Extract provided -
Donald Trump is getting indicted and tried all the way into a third Republican presidential nomination, and perhaps a second term in office. Trump’s court dates and legal entanglements aren’t a distraction from his campaign, as some observers predicted; in large part, they are the campaign.

We’re all familiar with the so-called front-porch campaigns of the late 19th century, most famously the Republican William McKinley who would have delegations of supporters visit him at his home in Canton, Ohio. Joe Biden built on the concept with his lockdown-compliant basement campaign during the 2020 campaign (at least McKinley interacted with real people). Now, Trump has come up with another variant of this concept — the courtroom campaign.

It involves massive media attention before, during and after court appearances; images and statements of bold, unadorned defiance; and inflamed Republican emotions from the sense that he is being treated unfairly. This is the potent political cocktail that Trump has used to build what appears to be an unassailable lead in the Republican primaries. So far, Trump’s legal travails have been political gold.

Certainly, Trump’s opponents within the party have been thinking, “Please, make it stop,” since the initial Alvin Bragg indictment. But it hasn’t stopped, and it’s not going to stop. Every key juncture of Trump’s legal drama has allowed him to dominate the fight for media coverage, which, as we learned in the 2016 nomination battle, is key terrain in a primary.

Trump’s various indictments, arraignments and court appearances have given him an entirely new way to blot out the sun. It used to be that candidate debates were, besides some traditional occasions (a state fair, a party dinner), the most important events on the political calendar. No more.

When much of the Republican Party is in a state of high alarm about the instruments of the establishment being used against the right, Donald Trump is starring in a real-life drama about partisan prosecutors and the Biden Justice Department trying to annihilate his business and jail him ahead of the 2024 election. What else is going to generate more interest and sympathy among perhaps a decisive proportion of Republicans than that?

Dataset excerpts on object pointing
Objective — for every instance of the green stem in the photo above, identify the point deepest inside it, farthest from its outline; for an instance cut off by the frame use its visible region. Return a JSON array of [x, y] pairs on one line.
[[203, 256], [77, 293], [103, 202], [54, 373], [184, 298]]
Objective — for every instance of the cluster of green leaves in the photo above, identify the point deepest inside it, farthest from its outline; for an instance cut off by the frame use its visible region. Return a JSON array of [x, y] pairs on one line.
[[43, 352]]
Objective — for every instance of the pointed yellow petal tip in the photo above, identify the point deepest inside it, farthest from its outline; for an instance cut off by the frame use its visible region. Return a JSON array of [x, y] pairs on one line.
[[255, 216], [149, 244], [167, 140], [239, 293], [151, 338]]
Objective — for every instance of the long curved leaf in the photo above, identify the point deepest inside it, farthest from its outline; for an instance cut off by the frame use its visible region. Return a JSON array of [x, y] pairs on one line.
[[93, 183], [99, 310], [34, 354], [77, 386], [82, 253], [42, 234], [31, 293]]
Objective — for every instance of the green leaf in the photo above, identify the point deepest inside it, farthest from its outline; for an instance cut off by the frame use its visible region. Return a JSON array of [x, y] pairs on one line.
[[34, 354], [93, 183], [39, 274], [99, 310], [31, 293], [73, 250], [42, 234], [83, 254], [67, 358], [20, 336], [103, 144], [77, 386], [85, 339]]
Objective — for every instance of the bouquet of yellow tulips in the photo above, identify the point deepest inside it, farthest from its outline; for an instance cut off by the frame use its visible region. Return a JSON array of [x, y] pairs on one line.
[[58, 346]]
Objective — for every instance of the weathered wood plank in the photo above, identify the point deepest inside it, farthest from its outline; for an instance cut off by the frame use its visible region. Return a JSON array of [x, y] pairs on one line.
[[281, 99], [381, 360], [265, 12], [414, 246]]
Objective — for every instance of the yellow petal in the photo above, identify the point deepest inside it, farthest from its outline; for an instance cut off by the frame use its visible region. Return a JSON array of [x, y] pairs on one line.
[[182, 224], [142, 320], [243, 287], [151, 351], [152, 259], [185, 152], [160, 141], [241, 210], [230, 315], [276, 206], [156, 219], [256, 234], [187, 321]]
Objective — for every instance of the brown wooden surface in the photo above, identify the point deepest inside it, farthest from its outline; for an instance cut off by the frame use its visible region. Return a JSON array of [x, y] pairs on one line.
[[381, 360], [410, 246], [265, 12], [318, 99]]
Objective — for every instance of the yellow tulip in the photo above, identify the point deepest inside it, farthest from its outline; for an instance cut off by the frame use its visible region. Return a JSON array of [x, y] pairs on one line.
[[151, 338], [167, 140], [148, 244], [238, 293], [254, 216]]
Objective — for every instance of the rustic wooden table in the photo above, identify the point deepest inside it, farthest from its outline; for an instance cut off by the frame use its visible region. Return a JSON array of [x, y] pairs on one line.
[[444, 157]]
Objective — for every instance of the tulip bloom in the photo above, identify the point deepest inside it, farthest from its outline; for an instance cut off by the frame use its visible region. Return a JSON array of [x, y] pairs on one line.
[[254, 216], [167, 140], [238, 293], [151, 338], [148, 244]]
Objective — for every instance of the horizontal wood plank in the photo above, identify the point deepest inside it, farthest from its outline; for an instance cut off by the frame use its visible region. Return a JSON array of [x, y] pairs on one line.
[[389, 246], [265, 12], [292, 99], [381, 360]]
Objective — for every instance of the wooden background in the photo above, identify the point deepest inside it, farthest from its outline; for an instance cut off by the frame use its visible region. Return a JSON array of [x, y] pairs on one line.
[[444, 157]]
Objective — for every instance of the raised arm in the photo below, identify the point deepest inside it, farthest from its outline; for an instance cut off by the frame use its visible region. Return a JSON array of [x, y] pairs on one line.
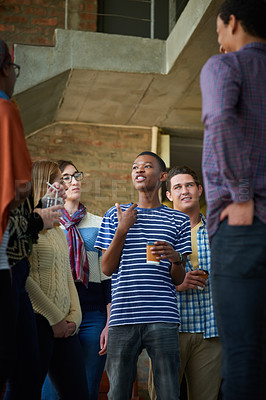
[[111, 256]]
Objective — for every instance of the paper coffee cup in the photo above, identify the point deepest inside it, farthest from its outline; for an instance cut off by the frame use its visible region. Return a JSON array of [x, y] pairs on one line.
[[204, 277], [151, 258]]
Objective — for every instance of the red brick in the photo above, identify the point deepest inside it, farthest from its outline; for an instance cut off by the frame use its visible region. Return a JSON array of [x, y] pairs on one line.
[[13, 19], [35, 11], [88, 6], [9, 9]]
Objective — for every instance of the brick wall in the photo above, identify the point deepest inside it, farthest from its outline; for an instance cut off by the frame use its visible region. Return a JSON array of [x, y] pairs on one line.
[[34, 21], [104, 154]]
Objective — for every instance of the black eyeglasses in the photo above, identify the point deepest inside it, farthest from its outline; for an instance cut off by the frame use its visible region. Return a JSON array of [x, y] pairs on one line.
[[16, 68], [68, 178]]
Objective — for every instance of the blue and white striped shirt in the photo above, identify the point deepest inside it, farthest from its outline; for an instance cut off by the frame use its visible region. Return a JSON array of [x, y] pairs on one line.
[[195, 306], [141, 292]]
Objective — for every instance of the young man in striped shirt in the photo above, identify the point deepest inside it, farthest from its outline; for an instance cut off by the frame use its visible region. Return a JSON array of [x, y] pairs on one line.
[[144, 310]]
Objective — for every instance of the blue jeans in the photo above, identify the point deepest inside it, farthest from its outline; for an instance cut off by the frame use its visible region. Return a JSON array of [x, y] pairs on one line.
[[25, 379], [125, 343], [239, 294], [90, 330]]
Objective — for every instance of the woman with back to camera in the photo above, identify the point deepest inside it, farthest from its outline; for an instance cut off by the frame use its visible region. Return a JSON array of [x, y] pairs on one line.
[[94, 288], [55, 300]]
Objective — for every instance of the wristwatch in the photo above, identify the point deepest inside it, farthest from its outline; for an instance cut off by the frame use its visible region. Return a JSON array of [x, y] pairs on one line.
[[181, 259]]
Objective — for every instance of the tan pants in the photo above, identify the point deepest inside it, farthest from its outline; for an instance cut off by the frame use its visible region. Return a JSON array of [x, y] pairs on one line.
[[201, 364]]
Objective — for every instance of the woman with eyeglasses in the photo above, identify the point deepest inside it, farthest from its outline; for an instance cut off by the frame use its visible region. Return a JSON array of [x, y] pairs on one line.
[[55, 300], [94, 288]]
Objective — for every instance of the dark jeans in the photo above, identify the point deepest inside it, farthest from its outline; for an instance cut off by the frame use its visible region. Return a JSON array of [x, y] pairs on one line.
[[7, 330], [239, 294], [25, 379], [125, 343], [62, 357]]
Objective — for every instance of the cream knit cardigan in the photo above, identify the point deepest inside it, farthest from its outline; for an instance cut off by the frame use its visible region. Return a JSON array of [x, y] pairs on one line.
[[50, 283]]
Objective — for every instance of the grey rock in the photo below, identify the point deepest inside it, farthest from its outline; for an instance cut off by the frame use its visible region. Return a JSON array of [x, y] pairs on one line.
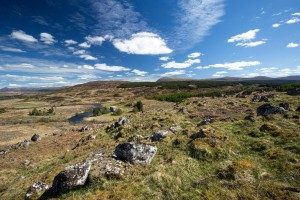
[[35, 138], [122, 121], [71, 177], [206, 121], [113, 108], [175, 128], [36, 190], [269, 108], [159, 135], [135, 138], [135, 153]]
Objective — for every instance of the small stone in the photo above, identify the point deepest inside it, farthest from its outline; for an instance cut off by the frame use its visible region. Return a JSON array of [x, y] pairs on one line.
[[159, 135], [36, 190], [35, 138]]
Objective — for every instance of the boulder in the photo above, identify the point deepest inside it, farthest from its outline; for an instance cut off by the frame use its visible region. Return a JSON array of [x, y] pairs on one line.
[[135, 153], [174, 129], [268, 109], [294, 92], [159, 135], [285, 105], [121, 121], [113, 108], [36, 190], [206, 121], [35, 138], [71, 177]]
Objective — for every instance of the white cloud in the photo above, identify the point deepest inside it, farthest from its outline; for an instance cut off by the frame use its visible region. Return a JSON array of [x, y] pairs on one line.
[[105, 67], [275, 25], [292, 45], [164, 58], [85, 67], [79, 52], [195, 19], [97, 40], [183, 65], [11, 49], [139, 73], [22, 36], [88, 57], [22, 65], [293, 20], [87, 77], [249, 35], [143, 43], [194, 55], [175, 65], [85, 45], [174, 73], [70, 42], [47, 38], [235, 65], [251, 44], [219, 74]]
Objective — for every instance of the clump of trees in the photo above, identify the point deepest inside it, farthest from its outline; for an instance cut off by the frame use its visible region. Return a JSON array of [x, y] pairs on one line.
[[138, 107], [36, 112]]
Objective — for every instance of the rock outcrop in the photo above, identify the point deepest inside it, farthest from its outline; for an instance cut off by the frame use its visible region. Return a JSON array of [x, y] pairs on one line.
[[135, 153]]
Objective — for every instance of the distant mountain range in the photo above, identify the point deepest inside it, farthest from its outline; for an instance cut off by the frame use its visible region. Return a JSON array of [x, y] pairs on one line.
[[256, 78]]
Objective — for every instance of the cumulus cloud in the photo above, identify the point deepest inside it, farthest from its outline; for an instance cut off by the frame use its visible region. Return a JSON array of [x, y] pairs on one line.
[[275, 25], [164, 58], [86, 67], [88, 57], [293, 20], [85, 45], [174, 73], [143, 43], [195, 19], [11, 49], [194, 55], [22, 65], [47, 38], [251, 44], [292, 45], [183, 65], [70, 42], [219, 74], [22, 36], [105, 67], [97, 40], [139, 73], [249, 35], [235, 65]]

...

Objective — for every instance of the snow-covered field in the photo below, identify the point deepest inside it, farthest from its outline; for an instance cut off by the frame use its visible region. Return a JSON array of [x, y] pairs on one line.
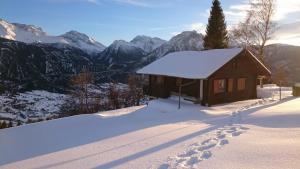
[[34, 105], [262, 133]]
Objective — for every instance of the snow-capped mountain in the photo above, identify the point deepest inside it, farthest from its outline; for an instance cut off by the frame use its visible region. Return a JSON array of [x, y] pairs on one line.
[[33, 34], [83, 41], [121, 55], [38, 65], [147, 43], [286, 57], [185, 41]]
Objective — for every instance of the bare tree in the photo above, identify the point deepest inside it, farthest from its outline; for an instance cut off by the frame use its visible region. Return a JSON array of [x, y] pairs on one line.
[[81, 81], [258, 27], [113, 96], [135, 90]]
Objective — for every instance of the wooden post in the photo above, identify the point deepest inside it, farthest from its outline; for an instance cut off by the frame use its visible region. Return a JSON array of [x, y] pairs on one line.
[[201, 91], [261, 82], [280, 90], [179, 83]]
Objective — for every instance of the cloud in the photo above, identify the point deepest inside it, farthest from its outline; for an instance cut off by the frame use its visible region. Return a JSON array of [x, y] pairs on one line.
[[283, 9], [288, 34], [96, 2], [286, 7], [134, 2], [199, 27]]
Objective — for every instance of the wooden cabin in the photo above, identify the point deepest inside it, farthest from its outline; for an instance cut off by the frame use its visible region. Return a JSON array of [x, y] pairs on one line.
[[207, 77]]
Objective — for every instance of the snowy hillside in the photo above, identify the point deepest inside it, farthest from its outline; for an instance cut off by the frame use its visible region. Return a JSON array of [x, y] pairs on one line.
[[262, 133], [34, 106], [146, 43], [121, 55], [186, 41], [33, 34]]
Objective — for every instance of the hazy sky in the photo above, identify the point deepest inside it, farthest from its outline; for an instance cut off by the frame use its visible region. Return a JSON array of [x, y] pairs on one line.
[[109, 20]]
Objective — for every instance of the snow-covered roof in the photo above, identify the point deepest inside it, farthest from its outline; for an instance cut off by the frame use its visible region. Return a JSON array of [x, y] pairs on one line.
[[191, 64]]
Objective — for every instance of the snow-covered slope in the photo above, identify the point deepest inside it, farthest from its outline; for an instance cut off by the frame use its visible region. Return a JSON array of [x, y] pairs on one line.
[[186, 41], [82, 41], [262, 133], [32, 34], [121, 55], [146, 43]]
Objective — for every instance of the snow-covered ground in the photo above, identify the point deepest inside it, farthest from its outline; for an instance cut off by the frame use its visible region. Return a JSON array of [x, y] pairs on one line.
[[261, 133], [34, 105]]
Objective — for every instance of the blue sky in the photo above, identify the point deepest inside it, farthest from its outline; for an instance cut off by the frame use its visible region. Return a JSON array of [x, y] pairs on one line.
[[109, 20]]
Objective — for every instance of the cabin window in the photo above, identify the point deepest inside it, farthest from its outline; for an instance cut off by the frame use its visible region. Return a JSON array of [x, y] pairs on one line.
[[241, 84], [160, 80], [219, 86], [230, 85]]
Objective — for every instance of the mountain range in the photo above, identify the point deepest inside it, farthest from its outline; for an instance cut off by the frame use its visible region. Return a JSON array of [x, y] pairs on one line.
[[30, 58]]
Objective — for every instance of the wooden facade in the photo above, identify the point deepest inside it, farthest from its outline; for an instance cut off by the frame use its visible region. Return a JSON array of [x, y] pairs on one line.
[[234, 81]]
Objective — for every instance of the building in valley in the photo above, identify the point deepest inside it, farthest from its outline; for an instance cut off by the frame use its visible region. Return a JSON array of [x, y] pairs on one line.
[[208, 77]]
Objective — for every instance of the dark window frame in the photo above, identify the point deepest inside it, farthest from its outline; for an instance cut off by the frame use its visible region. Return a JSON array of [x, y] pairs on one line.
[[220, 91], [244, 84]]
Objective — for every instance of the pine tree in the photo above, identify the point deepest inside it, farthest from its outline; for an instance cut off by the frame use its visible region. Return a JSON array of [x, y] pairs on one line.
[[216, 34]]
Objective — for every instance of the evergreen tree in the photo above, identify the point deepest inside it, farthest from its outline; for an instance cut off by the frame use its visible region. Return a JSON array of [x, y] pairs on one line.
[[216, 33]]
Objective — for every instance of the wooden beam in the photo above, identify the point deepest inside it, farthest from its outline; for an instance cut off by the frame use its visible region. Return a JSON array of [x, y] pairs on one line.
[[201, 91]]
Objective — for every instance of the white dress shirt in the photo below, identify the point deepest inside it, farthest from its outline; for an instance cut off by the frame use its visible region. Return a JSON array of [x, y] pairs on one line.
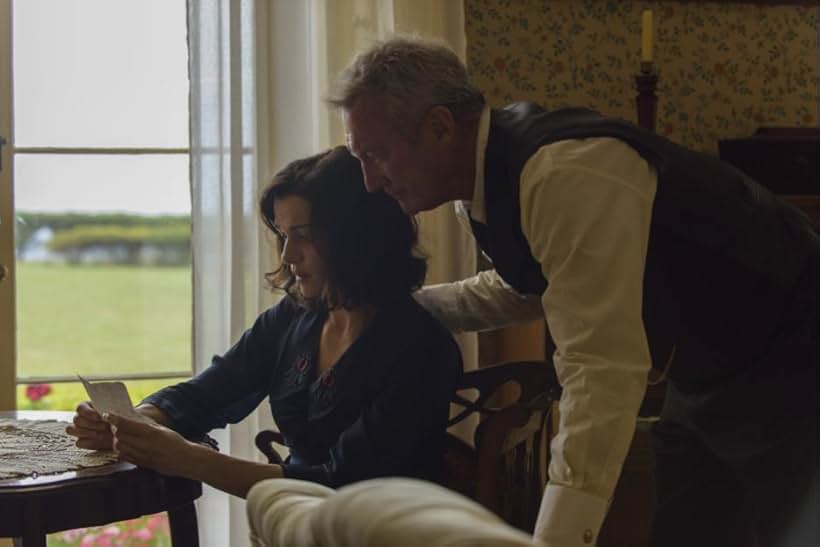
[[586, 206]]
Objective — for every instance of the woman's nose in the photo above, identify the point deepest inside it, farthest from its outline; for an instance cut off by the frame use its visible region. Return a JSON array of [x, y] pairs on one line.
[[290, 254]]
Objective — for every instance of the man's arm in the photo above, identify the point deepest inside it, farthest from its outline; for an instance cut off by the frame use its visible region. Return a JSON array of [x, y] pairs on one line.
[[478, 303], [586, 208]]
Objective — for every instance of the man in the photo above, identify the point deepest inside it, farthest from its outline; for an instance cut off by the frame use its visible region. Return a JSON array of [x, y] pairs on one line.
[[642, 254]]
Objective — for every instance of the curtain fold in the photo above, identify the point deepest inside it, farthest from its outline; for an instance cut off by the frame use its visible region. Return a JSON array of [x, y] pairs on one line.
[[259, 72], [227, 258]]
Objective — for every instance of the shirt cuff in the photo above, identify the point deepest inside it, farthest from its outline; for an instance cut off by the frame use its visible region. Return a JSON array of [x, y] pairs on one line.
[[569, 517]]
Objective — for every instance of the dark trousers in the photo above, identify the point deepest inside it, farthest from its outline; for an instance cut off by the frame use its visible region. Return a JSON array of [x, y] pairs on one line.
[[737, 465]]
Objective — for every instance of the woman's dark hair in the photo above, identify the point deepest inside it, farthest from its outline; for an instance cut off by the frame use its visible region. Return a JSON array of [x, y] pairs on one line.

* * *

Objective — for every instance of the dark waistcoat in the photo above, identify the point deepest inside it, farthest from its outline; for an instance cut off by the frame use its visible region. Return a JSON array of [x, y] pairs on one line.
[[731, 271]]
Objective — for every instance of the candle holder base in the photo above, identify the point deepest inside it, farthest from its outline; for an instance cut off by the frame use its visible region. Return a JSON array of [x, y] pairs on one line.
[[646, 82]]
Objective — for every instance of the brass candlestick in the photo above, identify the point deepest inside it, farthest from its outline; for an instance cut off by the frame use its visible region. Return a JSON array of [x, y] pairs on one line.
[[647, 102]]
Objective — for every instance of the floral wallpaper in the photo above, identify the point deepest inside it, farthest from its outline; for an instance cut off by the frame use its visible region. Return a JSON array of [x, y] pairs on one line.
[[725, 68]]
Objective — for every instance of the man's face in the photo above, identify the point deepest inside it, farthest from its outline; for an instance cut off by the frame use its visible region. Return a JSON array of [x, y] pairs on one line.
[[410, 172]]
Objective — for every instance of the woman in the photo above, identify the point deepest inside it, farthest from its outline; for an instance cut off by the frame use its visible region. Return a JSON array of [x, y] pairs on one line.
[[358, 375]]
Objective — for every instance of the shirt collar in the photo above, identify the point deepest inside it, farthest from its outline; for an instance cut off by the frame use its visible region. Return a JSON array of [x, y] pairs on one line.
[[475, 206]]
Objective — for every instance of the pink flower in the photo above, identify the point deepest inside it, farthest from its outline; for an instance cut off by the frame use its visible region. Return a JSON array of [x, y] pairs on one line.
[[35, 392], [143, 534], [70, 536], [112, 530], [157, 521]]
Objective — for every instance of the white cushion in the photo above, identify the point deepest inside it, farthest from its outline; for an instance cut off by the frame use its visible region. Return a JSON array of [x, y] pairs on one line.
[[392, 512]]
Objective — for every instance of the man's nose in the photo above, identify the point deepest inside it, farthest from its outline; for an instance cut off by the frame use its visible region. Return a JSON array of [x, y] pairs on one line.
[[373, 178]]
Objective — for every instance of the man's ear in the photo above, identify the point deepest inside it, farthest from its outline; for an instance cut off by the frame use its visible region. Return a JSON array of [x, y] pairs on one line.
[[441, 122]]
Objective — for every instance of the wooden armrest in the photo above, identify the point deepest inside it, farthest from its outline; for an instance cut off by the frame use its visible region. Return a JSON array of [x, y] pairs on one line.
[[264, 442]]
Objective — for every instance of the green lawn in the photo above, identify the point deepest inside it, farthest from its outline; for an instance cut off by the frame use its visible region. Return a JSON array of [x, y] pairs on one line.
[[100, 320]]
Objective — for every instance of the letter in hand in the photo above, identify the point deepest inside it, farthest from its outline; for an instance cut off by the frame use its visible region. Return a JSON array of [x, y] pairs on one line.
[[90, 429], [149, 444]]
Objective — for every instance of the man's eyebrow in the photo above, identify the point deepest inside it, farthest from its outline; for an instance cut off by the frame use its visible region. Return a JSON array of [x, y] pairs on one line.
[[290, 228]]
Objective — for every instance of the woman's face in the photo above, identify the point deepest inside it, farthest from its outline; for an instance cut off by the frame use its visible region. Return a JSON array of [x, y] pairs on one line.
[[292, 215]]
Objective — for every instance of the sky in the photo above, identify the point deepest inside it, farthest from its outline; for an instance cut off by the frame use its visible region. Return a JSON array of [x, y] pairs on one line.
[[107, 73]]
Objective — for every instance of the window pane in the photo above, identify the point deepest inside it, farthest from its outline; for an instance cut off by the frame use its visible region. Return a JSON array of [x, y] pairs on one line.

Exercise goal - Output the full passage on Trump's courtroom campaign verbatim.

Output of the task -
Donald Trump is getting indicted and tried all the way into a third Republican presidential nomination, and perhaps a second term in office. Trump’s court dates and legal entanglements aren’t a distraction from his campaign, as some observers predicted; in large part, they are the campaign.

We’re all familiar with the so-called front-porch campaigns of the late 19th century, most famously the Republican William McKinley who would have delegations of supporters visit him at his home in Canton, Ohio. Joe Biden built on the concept with his lockdown-compliant basement campaign during the 2020 campaign (at least McKinley interacted with real people). Now, Trump has come up with another variant of this concept — the courtroom campaign.

It involves massive media attention before, during and after court appearances; images and statements of bold, unadorned defiance; and inflamed Republican emotions from the sense that he is being treated unfairly. This is the potent political cocktail that Trump has used to build what appears to be an unassailable lead in the Republican primaries. So far, Trump’s legal travails have been political gold.

Certainly, Trump’s opponents within the party have been thinking, “Please, make it stop,” since the initial Alvin Bragg indictment. But it hasn’t stopped, and it’s not going to stop. Every key juncture of Trump’s legal drama has allowed him to dominate the fight for media coverage, which, as we learned in the 2016 nomination battle, is key terrain in a primary.

Trump’s various indictments, arraignments and court appearances have given him an entirely new way to blot out the sun. It used to be that candidate debates were, besides some traditional occasions (a state fair, a party dinner), the most important events on the political calendar. No more.

When much of the Republican Party is in a state of high alarm about the instruments of the establishment being used against the right, Donald Trump is starring in a real-life drama about partisan prosecutors and the Biden Justice Department trying to annihilate his business and jail him ahead of the 2024 election. What else is going to generate more interest and sympathy among perhaps a decisive proportion of Republicans than that?